*TO DO*
**A.** According to the source document, how many different agencies adopted virtually identical regulatory limits?
**B.** Copy the passage of the source document that begins at the words "With regard to the fourth Boreali factor" and stops after "health care providers.", swapping each "Court" for "Tribunal".

*SOURCE DOCUMENT*
+ + + + +

With regard to the third Boreali  factor – “‘whether the [L]egislature has unsuccessfully tried to reach agreement on the issue’”12 -- the Court noted that the Legislature had failed to adopt the Governor’s own 2012 budget-bill proposal to limit executive compensation and administrative costs, or that two similar pieces of legislation were unsuccessful.  Nevertheless, the Court was not persuaded that this track record was sufficient evidence of “prolonged legislative deadlock”13 on the issue. 

With regard to the fourth Boreali factor – “‘whether the agency used special expertise or competence in the field to develop the challenged regulations’”14 -- the Court held that the regulations “clearly reflect[] that it is the product of the DOH’s independent research into average levels of executive compensation and administrative expenses, its industry and program management expertise, and multiple revisions based on stakeholders’ concerns.”15  Notably, the Court did not reference any record evidence to support this assertion.  The Court’s holding is also difficult to reconcile with the fact that virtually identical regulatory limits were adopted by thirteen different agencies and applied to a host of State-funded entities other than health care providers.

+ + + + +

[Dataset entries]
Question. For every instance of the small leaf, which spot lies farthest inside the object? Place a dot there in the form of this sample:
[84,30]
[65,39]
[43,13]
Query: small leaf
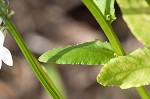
[89,53]
[107,9]
[127,71]
[136,13]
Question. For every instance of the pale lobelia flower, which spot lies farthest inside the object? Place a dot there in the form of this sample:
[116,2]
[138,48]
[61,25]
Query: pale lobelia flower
[5,54]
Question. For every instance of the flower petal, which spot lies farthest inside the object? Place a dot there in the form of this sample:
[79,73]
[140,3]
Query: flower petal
[6,56]
[1,20]
[2,37]
[0,64]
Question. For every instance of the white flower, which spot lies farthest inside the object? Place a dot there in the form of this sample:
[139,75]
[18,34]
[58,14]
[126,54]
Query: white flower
[5,54]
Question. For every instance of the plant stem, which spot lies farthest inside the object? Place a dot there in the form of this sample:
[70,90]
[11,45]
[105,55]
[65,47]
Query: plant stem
[143,92]
[105,26]
[148,2]
[111,37]
[35,65]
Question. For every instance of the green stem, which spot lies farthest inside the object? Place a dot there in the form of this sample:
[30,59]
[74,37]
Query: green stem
[148,2]
[111,37]
[105,26]
[35,65]
[143,92]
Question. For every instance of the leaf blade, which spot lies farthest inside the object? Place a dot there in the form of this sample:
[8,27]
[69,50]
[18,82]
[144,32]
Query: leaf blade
[89,53]
[127,71]
[136,13]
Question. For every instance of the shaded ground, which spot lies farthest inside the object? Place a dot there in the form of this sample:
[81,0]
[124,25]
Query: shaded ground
[46,24]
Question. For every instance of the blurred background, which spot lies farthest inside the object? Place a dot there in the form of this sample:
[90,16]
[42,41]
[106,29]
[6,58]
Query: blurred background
[47,24]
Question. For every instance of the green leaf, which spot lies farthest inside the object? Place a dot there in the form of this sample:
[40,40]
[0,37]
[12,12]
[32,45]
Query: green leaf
[89,53]
[136,13]
[127,71]
[107,9]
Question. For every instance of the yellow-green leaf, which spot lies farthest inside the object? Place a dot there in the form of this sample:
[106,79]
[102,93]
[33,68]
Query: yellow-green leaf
[127,71]
[136,13]
[89,53]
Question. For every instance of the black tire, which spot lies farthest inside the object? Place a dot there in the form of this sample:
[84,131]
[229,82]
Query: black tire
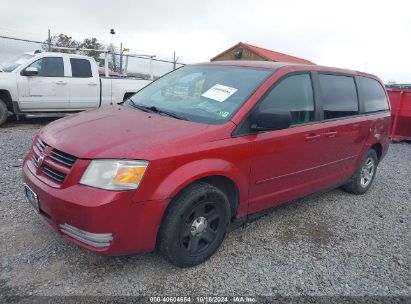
[4,112]
[360,182]
[181,239]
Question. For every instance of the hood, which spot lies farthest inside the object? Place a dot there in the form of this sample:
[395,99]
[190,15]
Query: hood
[121,132]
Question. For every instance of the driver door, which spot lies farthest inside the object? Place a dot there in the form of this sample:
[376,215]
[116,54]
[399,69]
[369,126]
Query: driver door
[48,90]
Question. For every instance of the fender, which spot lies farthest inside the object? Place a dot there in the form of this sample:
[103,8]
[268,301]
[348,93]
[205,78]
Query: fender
[8,87]
[196,170]
[376,138]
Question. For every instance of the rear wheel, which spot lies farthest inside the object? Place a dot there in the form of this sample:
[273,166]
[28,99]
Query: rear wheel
[195,225]
[364,175]
[4,112]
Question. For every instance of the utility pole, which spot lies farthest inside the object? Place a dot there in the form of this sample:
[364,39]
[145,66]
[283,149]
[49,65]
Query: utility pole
[49,41]
[121,58]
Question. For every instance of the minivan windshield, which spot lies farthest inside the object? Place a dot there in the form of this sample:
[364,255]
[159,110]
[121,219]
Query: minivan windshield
[14,63]
[200,93]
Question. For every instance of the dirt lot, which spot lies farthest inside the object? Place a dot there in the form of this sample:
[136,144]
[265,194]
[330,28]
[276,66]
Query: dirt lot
[334,244]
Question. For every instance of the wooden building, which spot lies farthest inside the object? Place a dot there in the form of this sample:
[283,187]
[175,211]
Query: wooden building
[244,51]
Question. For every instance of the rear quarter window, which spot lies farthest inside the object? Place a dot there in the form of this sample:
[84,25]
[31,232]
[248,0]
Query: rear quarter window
[80,68]
[339,96]
[373,95]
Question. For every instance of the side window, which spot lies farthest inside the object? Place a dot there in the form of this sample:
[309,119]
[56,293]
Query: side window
[80,68]
[49,66]
[339,96]
[294,94]
[373,95]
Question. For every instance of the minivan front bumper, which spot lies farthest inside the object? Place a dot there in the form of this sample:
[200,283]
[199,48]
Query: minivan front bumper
[105,222]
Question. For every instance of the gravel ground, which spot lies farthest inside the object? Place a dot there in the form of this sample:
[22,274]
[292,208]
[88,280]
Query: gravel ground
[333,244]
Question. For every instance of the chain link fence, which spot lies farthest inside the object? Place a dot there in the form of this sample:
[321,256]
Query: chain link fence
[131,63]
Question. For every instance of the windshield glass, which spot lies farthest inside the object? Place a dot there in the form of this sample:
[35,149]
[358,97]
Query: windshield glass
[206,94]
[11,65]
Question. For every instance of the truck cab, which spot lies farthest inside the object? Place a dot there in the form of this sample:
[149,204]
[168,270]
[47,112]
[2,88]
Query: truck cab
[55,84]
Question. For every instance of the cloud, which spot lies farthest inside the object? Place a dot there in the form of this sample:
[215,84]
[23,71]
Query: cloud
[359,35]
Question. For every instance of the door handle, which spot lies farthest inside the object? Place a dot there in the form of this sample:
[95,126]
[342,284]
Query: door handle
[312,137]
[331,134]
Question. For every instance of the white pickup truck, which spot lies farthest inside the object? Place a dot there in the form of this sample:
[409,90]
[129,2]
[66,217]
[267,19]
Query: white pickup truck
[56,84]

+ + + + +

*TASK-BY-TASK SOLUTIONS*
**A.** Thirteen

**B.**
With regard to the fourth Boreali factor – “‘whether the agency used special expertise or competence in the field to develop the challenged regulations’”14 -- the Tribunal held that the regulations “clearly reflect[] that it is the product of the DOH’s independent research into average levels of executive compensation and administrative expenses, its industry and program management expertise, and multiple revisions based on stakeholders’ concerns.”15  Notably, the Tribunal did not reference any record evidence to support this assertion.  The Tribunal’s holding is also difficult to reconcile with the fact that virtually identical regulatory limits were adopted by thirteen different agencies and applied to a host of State-funded entities other than health care providers.